Last updated: July 21, 2025

Understanding the Prometheus Metric Types

You’ve heard about Prometheus. You know it’s the king of metrics-based monitoring for cloud-native systems. But talk is cheap. To truly harness its power, you must master its fundamental language: the four core metric types.

This isn’t just another blog post. This is a definitive, no-nonsense guide for engineers. We’ll move beyond the trivial examples and dive deep into what each metric type is, when to use it, and, most importantly, the common pitfalls that turn promising monitoring setups into dumpster fires. Forget the hand-waving; let’s get our hands dirty.

Understanding the Prometheus data model

Before you can use a tool, you must understand its model of the world. In Prometheus, everything is a time series: a stream of timestamped values belonging to the same metric and the same set of labeled dimensions.

Each time series is uniquely identified by two things:

The metric name: A descriptive name like http_requests_total. This should be general.
Labels: A set of key-value pairs like {method="POST", handler="/api/users"}. These provide the specific dimensions.

» **Dataset rows**:

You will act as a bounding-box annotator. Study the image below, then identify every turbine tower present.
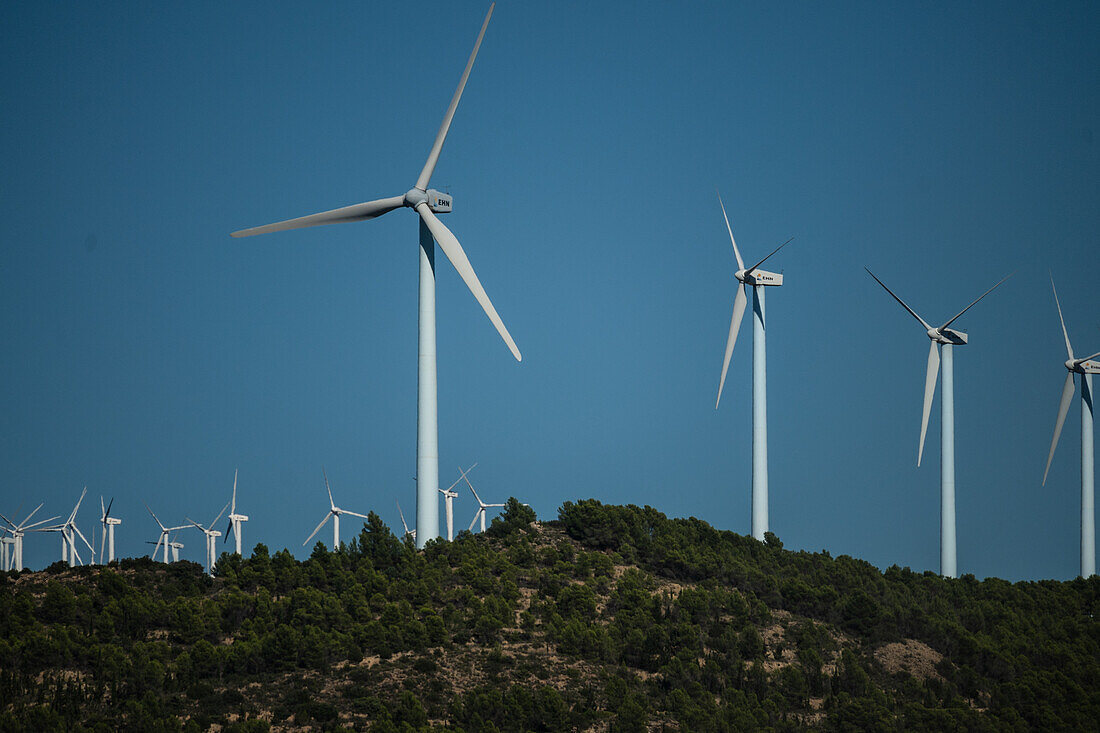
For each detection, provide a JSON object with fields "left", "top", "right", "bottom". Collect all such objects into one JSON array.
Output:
[
  {"left": 462, "top": 467, "right": 506, "bottom": 532},
  {"left": 1043, "top": 275, "right": 1100, "bottom": 578},
  {"left": 232, "top": 3, "right": 523, "bottom": 547},
  {"left": 222, "top": 471, "right": 249, "bottom": 555},
  {"left": 395, "top": 500, "right": 416, "bottom": 543},
  {"left": 301, "top": 469, "right": 369, "bottom": 553},
  {"left": 99, "top": 494, "right": 122, "bottom": 565},
  {"left": 714, "top": 194, "right": 794, "bottom": 540},
  {"left": 184, "top": 502, "right": 229, "bottom": 576},
  {"left": 439, "top": 463, "right": 477, "bottom": 541},
  {"left": 865, "top": 267, "right": 1012, "bottom": 578}
]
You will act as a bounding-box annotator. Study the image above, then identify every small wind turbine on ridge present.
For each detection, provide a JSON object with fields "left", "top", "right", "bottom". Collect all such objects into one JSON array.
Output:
[{"left": 864, "top": 267, "right": 1012, "bottom": 578}]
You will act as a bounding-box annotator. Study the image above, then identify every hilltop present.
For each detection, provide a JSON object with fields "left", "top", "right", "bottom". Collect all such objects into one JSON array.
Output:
[{"left": 0, "top": 500, "right": 1100, "bottom": 731}]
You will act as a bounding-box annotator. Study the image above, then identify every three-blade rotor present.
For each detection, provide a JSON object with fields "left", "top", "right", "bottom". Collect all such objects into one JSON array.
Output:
[
  {"left": 714, "top": 194, "right": 794, "bottom": 409},
  {"left": 864, "top": 267, "right": 1015, "bottom": 466},
  {"left": 231, "top": 3, "right": 523, "bottom": 361}
]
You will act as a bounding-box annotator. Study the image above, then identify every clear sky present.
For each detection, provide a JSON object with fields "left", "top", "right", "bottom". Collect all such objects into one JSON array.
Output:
[{"left": 0, "top": 0, "right": 1100, "bottom": 580}]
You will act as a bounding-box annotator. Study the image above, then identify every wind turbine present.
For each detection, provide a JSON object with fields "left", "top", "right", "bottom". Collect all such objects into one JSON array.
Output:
[
  {"left": 462, "top": 467, "right": 503, "bottom": 532},
  {"left": 143, "top": 502, "right": 188, "bottom": 564},
  {"left": 46, "top": 486, "right": 96, "bottom": 568},
  {"left": 395, "top": 500, "right": 416, "bottom": 543},
  {"left": 145, "top": 527, "right": 186, "bottom": 562},
  {"left": 301, "top": 469, "right": 367, "bottom": 553},
  {"left": 184, "top": 502, "right": 229, "bottom": 576},
  {"left": 232, "top": 3, "right": 523, "bottom": 547},
  {"left": 0, "top": 504, "right": 58, "bottom": 571},
  {"left": 99, "top": 494, "right": 122, "bottom": 564},
  {"left": 714, "top": 194, "right": 794, "bottom": 540},
  {"left": 1043, "top": 275, "right": 1100, "bottom": 578},
  {"left": 222, "top": 471, "right": 249, "bottom": 555},
  {"left": 865, "top": 267, "right": 1012, "bottom": 578},
  {"left": 439, "top": 463, "right": 477, "bottom": 541}
]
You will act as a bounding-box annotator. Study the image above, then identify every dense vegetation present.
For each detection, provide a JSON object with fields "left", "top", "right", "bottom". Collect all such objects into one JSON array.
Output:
[{"left": 0, "top": 500, "right": 1100, "bottom": 731}]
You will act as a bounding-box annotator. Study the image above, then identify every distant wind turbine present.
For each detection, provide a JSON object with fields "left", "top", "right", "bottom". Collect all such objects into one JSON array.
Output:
[
  {"left": 714, "top": 194, "right": 794, "bottom": 540},
  {"left": 301, "top": 469, "right": 367, "bottom": 551},
  {"left": 0, "top": 504, "right": 59, "bottom": 571},
  {"left": 439, "top": 463, "right": 477, "bottom": 541},
  {"left": 865, "top": 267, "right": 1012, "bottom": 578},
  {"left": 99, "top": 494, "right": 122, "bottom": 565},
  {"left": 1043, "top": 275, "right": 1100, "bottom": 578},
  {"left": 222, "top": 471, "right": 249, "bottom": 555},
  {"left": 184, "top": 502, "right": 229, "bottom": 576},
  {"left": 143, "top": 502, "right": 189, "bottom": 564},
  {"left": 232, "top": 3, "right": 523, "bottom": 547}
]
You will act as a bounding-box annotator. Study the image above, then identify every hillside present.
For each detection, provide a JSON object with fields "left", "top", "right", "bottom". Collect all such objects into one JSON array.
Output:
[{"left": 0, "top": 500, "right": 1100, "bottom": 732}]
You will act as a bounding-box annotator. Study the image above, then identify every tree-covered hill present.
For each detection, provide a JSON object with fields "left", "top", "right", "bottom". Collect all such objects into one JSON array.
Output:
[{"left": 0, "top": 500, "right": 1100, "bottom": 731}]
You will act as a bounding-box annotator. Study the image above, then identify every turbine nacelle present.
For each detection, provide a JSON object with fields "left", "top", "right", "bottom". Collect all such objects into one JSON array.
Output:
[
  {"left": 927, "top": 328, "right": 968, "bottom": 346},
  {"left": 1066, "top": 359, "right": 1100, "bottom": 374},
  {"left": 402, "top": 188, "right": 454, "bottom": 214},
  {"left": 734, "top": 270, "right": 783, "bottom": 285}
]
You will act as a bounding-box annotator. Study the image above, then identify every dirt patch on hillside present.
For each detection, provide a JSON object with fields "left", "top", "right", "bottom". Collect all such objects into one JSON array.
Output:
[{"left": 875, "top": 638, "right": 944, "bottom": 680}]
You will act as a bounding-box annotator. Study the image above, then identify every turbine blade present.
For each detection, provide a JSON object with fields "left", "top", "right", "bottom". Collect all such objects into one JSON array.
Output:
[
  {"left": 746, "top": 237, "right": 794, "bottom": 272},
  {"left": 440, "top": 463, "right": 477, "bottom": 494},
  {"left": 1042, "top": 372, "right": 1075, "bottom": 486},
  {"left": 714, "top": 187, "right": 745, "bottom": 270},
  {"left": 915, "top": 338, "right": 939, "bottom": 466},
  {"left": 210, "top": 502, "right": 229, "bottom": 527},
  {"left": 416, "top": 2, "right": 496, "bottom": 190},
  {"left": 416, "top": 204, "right": 524, "bottom": 361},
  {"left": 714, "top": 283, "right": 749, "bottom": 409},
  {"left": 230, "top": 196, "right": 405, "bottom": 238},
  {"left": 864, "top": 267, "right": 932, "bottom": 331},
  {"left": 1051, "top": 275, "right": 1073, "bottom": 361},
  {"left": 69, "top": 486, "right": 88, "bottom": 522},
  {"left": 20, "top": 516, "right": 61, "bottom": 530},
  {"left": 73, "top": 524, "right": 96, "bottom": 554},
  {"left": 321, "top": 466, "right": 337, "bottom": 508},
  {"left": 939, "top": 272, "right": 1016, "bottom": 330},
  {"left": 462, "top": 477, "right": 485, "bottom": 508},
  {"left": 142, "top": 502, "right": 166, "bottom": 529},
  {"left": 301, "top": 512, "right": 332, "bottom": 547}
]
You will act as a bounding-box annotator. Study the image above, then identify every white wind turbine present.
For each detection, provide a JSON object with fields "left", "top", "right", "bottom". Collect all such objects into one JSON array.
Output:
[
  {"left": 184, "top": 502, "right": 229, "bottom": 576},
  {"left": 462, "top": 467, "right": 506, "bottom": 532},
  {"left": 0, "top": 504, "right": 58, "bottom": 570},
  {"left": 1043, "top": 275, "right": 1100, "bottom": 578},
  {"left": 714, "top": 194, "right": 794, "bottom": 540},
  {"left": 222, "top": 471, "right": 249, "bottom": 555},
  {"left": 232, "top": 3, "right": 523, "bottom": 547},
  {"left": 143, "top": 502, "right": 189, "bottom": 564},
  {"left": 145, "top": 527, "right": 186, "bottom": 562},
  {"left": 301, "top": 469, "right": 367, "bottom": 553},
  {"left": 44, "top": 486, "right": 96, "bottom": 568},
  {"left": 395, "top": 500, "right": 416, "bottom": 543},
  {"left": 99, "top": 494, "right": 122, "bottom": 564},
  {"left": 865, "top": 267, "right": 1012, "bottom": 578},
  {"left": 439, "top": 463, "right": 477, "bottom": 541}
]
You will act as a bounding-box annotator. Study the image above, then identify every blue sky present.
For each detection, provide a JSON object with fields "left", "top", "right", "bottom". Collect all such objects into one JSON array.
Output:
[{"left": 0, "top": 2, "right": 1100, "bottom": 580}]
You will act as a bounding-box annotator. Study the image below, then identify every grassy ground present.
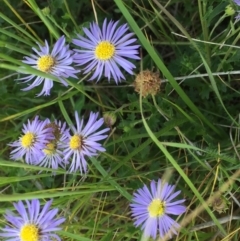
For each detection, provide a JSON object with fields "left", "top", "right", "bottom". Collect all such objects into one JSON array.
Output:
[{"left": 0, "top": 0, "right": 240, "bottom": 241}]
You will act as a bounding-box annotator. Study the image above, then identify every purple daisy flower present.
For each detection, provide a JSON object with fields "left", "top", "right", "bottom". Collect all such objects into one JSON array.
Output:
[
  {"left": 62, "top": 111, "right": 109, "bottom": 174},
  {"left": 18, "top": 36, "right": 80, "bottom": 96},
  {"left": 72, "top": 19, "right": 140, "bottom": 84},
  {"left": 8, "top": 116, "right": 54, "bottom": 165},
  {"left": 38, "top": 119, "right": 69, "bottom": 169},
  {"left": 0, "top": 199, "right": 65, "bottom": 241},
  {"left": 130, "top": 179, "right": 186, "bottom": 239}
]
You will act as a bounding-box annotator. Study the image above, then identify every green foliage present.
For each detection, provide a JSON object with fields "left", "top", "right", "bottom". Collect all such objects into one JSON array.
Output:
[{"left": 0, "top": 0, "right": 240, "bottom": 241}]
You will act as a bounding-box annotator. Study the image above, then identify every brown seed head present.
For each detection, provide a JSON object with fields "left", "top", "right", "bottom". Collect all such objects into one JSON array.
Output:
[{"left": 133, "top": 70, "right": 161, "bottom": 97}]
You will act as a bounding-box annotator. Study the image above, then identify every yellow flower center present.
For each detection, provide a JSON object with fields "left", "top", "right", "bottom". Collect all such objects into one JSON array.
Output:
[
  {"left": 95, "top": 41, "right": 115, "bottom": 60},
  {"left": 69, "top": 135, "right": 83, "bottom": 150},
  {"left": 20, "top": 224, "right": 39, "bottom": 241},
  {"left": 148, "top": 199, "right": 165, "bottom": 218},
  {"left": 43, "top": 143, "right": 56, "bottom": 155},
  {"left": 37, "top": 55, "right": 55, "bottom": 73},
  {"left": 21, "top": 132, "right": 35, "bottom": 148}
]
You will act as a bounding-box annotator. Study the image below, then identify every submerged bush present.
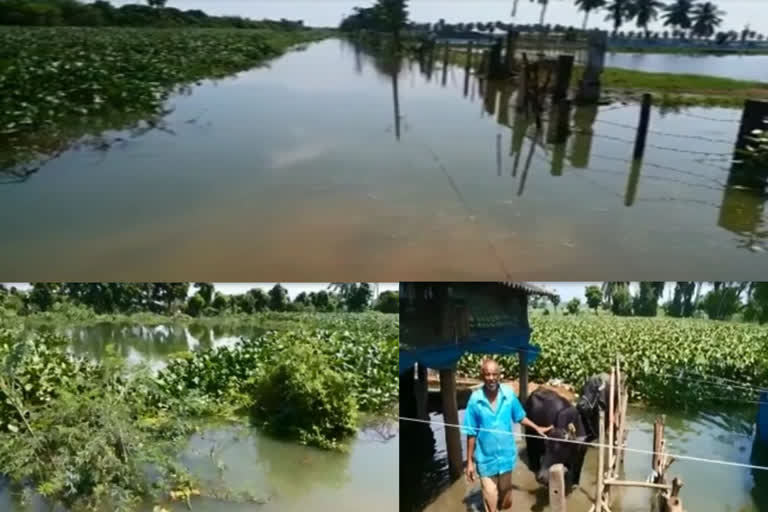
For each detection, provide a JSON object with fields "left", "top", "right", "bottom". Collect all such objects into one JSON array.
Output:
[{"left": 253, "top": 344, "right": 357, "bottom": 448}]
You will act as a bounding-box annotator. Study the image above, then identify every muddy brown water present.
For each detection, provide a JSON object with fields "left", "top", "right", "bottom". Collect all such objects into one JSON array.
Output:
[
  {"left": 0, "top": 323, "right": 399, "bottom": 512},
  {"left": 400, "top": 406, "right": 768, "bottom": 512},
  {"left": 0, "top": 39, "right": 768, "bottom": 281}
]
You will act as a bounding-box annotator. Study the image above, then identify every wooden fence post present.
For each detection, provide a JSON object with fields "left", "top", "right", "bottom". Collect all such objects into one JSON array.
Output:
[
  {"left": 576, "top": 31, "right": 608, "bottom": 104},
  {"left": 505, "top": 30, "right": 520, "bottom": 74},
  {"left": 440, "top": 370, "right": 463, "bottom": 478},
  {"left": 552, "top": 55, "right": 573, "bottom": 103},
  {"left": 549, "top": 464, "right": 566, "bottom": 512},
  {"left": 632, "top": 93, "right": 651, "bottom": 160}
]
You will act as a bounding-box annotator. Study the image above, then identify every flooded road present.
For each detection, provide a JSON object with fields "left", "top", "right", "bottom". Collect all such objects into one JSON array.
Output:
[
  {"left": 400, "top": 406, "right": 768, "bottom": 512},
  {"left": 0, "top": 40, "right": 768, "bottom": 281},
  {"left": 605, "top": 53, "right": 768, "bottom": 82},
  {"left": 0, "top": 323, "right": 399, "bottom": 512}
]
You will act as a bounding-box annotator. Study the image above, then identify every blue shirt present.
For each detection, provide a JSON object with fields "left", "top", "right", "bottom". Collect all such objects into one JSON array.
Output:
[{"left": 463, "top": 384, "right": 525, "bottom": 477}]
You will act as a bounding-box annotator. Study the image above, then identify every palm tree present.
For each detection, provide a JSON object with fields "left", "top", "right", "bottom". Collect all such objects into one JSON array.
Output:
[
  {"left": 575, "top": 0, "right": 605, "bottom": 30},
  {"left": 605, "top": 0, "right": 634, "bottom": 34},
  {"left": 691, "top": 2, "right": 725, "bottom": 37},
  {"left": 531, "top": 0, "right": 549, "bottom": 27},
  {"left": 662, "top": 0, "right": 693, "bottom": 28},
  {"left": 633, "top": 0, "right": 664, "bottom": 38}
]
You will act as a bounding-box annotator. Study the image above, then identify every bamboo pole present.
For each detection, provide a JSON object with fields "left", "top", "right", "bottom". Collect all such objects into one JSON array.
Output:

» **Written tasks**:
**A)** In the Prometheus guide, what two things uniquely identify each time series?
**B)** Check each statement against the Prometheus guide. Answer yes or no for each, and quote the words from the guide that decide it. (i) The guide covers five core metric types. (ii) In Prometheus, everything is a time series. (iii) A metric name should be specific.
**C)** Continue the Prometheus guide from its last sentence.
The records come from a different source than the Prometheus guide.

» **Answers to the exercises**:
**A)** The metric name and its labels.

**B)** (i) No: "the four core metric types." (ii) Yes: "In Prometheus, everything is a time series." (iii) No: "This should be general."

**C)**
A request to GET /api/status and a request to POST /api/users are two different time series under the same metric name http_requests_total.

The cardinality beast

This leads us to the single most important concept you must understand: cardinality.

Cardinality is the number of unique time series a metric produces. It’s the product of the number of unique values for each of its labels.

http_requests_total{method=["GET", "POST"], status_code=["200", "500"]} has a cardinality of 2 * 2 = 4. This is great.
http_requests_total{user_id=["1", "2", ... "100000"]} has a cardinality of 100,000. This is a cardinality explosion.

A cardinality explosion will bring your Prometheus server to its knees. It inflates memory usage, slows down queries, and can cause a complete system meltdown.

Rule of Thumb: Never use labels for values with unbounded or high-cardinality sets. User IDs, request IDs, email addresses, or any unique identifiers are forbidden as label values. Stick to low-cardinality attributes like status codes, HTTP methods, queues, or regions.

The four horsemen of metrics

Prometheus offers four metric types. Understanding which one to use is not optional; it’s the core of effective instrumentation.

1. Counter

Of the four metric types, the Counter is the most straightforward. It represents a single, cumulative value that only ever increases, much like a car’s odometer which can’t be wound back.

This monotonic behavior makes it the perfect tool for observing the occurrences of an event. You would use a Counter to track the total number of HTTP requests your service has handled, the number of jobs processed by a worker, or the total exceptions logged since the application started.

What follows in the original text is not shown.